[[ Listed entries, beginning ]]

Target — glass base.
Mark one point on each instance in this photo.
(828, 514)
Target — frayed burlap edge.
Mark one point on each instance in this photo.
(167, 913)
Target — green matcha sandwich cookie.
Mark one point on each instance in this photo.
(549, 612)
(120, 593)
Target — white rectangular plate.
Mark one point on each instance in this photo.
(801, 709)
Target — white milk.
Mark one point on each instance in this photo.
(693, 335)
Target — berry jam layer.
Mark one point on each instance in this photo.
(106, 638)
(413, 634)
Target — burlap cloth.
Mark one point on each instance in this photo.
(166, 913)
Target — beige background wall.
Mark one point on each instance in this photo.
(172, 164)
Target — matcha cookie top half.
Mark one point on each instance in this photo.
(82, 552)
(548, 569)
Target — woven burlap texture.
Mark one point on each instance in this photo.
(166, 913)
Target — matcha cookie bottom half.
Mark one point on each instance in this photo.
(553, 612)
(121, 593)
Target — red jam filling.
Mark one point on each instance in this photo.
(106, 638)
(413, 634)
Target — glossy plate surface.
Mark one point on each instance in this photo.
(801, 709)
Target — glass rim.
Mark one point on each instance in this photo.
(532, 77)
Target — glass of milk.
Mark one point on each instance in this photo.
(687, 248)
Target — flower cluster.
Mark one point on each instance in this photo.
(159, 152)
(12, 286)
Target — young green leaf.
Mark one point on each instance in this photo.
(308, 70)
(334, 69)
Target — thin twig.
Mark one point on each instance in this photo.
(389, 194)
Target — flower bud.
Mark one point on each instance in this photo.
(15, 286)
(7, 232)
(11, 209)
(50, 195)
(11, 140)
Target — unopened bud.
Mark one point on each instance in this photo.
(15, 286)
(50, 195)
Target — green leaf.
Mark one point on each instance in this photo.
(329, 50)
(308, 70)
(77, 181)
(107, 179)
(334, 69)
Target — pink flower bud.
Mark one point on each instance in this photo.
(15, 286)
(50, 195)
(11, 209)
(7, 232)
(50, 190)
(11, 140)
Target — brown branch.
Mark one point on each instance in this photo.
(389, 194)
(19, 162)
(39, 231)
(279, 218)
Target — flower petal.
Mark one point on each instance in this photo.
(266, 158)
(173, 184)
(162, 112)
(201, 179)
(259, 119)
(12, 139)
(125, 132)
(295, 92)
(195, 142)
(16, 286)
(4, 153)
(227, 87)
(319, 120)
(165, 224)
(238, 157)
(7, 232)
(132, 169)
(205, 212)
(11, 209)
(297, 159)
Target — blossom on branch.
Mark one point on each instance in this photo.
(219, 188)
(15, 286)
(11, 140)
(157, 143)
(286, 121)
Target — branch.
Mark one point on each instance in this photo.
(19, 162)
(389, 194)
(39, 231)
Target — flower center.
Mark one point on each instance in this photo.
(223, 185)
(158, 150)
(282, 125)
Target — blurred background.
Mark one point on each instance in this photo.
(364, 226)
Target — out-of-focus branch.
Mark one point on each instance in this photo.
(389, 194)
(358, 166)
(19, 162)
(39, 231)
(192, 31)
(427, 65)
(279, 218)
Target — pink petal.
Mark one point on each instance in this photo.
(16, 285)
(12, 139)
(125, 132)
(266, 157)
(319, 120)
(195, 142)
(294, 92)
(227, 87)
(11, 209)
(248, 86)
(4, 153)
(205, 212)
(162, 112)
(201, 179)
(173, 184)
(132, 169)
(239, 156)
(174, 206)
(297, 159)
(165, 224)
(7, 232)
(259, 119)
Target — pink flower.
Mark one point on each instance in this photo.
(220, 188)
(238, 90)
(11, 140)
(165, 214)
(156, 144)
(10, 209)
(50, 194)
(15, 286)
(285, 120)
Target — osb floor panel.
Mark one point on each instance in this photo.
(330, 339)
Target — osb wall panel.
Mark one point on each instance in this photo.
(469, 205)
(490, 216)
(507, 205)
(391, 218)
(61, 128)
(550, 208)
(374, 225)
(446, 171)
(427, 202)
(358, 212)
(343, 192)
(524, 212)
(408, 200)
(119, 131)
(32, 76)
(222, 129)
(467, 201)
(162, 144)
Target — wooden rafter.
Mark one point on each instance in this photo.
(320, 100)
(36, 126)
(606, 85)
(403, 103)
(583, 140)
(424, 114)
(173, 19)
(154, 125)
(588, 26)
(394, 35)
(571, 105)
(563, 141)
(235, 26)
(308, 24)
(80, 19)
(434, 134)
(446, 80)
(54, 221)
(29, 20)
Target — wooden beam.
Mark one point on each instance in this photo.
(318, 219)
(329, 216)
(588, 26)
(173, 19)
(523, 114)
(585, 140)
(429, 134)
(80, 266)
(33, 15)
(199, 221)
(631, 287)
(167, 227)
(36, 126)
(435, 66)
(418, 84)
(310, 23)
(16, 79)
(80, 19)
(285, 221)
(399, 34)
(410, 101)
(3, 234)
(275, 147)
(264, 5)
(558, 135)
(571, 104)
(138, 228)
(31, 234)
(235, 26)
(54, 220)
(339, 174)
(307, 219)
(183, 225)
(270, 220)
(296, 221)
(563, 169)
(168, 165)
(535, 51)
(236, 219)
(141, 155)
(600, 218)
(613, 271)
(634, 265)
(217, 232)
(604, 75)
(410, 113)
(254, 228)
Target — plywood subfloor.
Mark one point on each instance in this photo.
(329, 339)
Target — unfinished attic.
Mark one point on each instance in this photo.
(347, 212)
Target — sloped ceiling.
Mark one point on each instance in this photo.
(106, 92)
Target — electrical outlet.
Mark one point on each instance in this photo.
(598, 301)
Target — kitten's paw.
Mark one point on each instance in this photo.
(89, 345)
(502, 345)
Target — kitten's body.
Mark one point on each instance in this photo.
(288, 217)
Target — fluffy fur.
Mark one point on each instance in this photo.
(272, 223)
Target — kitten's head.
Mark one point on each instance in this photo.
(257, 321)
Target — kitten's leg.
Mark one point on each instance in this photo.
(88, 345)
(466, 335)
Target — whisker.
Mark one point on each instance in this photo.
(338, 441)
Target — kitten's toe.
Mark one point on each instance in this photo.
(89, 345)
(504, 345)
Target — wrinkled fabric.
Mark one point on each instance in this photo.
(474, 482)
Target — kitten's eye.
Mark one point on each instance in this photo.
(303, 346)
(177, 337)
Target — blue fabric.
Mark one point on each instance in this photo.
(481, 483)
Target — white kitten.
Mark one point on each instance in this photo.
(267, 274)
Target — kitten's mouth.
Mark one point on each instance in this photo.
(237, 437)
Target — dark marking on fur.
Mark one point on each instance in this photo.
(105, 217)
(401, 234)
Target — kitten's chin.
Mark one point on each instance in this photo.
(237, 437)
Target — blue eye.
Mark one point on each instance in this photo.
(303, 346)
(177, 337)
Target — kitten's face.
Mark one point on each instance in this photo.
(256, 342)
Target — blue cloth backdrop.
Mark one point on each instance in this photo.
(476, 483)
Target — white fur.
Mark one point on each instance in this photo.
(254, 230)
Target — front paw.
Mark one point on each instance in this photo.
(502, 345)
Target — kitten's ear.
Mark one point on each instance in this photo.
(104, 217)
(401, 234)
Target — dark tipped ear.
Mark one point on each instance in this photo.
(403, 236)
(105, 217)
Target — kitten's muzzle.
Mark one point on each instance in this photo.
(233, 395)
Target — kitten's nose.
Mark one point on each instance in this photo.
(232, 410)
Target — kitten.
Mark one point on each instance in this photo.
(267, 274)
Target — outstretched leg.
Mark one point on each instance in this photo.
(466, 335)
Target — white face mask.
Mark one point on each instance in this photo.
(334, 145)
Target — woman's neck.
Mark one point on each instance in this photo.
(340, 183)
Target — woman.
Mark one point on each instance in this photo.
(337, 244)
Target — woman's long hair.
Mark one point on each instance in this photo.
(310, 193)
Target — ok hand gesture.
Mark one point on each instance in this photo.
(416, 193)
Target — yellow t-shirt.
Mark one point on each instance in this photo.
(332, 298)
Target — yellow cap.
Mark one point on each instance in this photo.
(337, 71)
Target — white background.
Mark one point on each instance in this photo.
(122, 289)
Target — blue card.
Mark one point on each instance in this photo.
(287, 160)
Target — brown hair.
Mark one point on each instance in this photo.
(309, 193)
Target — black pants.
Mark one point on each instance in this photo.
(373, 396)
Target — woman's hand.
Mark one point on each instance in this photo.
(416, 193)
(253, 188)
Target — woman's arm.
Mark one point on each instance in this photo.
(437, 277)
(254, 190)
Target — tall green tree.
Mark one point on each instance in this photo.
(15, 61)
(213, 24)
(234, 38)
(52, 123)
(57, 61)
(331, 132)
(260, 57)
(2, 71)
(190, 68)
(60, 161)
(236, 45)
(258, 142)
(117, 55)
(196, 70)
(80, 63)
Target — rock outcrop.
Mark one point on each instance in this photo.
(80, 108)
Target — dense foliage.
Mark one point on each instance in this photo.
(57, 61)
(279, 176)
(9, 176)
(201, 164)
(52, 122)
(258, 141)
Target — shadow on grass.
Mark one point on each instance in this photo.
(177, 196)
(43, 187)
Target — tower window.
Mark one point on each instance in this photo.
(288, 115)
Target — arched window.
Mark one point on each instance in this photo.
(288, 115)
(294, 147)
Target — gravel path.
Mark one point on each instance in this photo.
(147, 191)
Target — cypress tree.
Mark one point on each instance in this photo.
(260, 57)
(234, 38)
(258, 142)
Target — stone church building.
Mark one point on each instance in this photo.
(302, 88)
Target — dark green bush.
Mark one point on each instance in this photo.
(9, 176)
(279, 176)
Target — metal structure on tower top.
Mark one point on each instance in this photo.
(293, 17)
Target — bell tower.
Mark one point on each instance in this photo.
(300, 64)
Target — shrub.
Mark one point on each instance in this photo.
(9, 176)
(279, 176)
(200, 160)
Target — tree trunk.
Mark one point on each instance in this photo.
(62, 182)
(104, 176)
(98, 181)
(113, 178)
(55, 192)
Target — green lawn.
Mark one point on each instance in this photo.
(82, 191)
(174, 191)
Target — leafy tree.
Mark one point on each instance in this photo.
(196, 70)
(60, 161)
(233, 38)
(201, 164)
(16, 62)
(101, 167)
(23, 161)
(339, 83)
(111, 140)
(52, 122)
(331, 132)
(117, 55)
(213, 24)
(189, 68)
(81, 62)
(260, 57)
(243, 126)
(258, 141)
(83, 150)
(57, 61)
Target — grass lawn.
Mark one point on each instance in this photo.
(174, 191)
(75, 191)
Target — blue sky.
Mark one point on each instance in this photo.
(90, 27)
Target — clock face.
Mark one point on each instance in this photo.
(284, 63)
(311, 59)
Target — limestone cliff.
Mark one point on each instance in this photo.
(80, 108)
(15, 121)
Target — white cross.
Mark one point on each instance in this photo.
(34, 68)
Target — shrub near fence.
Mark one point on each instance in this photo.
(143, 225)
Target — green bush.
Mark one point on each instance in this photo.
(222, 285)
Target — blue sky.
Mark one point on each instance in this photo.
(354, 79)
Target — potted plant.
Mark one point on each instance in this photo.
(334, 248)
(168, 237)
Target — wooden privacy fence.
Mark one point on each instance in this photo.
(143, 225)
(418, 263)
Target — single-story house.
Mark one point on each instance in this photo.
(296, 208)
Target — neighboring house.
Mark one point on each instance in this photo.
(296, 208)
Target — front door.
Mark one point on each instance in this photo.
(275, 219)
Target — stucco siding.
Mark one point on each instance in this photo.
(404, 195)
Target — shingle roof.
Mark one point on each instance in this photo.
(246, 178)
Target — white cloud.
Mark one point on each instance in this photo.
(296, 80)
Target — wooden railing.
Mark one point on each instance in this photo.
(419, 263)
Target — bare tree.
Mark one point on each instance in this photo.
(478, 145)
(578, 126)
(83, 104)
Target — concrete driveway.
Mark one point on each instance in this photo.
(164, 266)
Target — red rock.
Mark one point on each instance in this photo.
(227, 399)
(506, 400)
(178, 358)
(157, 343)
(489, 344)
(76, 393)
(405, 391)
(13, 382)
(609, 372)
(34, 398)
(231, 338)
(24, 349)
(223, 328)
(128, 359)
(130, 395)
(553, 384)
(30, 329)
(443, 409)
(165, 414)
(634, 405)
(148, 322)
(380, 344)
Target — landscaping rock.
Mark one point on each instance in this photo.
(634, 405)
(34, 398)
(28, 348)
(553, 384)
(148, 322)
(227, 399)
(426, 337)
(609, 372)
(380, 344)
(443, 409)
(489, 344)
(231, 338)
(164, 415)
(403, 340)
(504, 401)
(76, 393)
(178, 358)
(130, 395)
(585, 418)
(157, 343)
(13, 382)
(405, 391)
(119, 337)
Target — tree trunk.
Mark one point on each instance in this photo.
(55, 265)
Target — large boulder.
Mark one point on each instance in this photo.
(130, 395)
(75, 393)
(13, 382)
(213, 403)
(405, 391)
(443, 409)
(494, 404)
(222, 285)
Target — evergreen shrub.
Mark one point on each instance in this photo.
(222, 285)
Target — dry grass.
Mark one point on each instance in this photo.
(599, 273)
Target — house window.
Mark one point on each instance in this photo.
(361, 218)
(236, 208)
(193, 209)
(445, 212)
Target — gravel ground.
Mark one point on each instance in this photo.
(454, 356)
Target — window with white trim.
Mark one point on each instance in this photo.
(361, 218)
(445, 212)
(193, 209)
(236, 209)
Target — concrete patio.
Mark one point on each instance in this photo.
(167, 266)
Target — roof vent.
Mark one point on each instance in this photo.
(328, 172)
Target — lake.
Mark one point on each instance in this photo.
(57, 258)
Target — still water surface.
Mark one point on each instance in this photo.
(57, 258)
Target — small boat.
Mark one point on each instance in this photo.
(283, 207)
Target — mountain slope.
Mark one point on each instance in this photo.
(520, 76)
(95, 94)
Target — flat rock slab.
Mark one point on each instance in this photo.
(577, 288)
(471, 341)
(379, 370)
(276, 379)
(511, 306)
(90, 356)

[[ Listed entries, end ]]

Copy out the lines above that hold the string "surface".

Target — glossy plate surface.
Target — still water surface.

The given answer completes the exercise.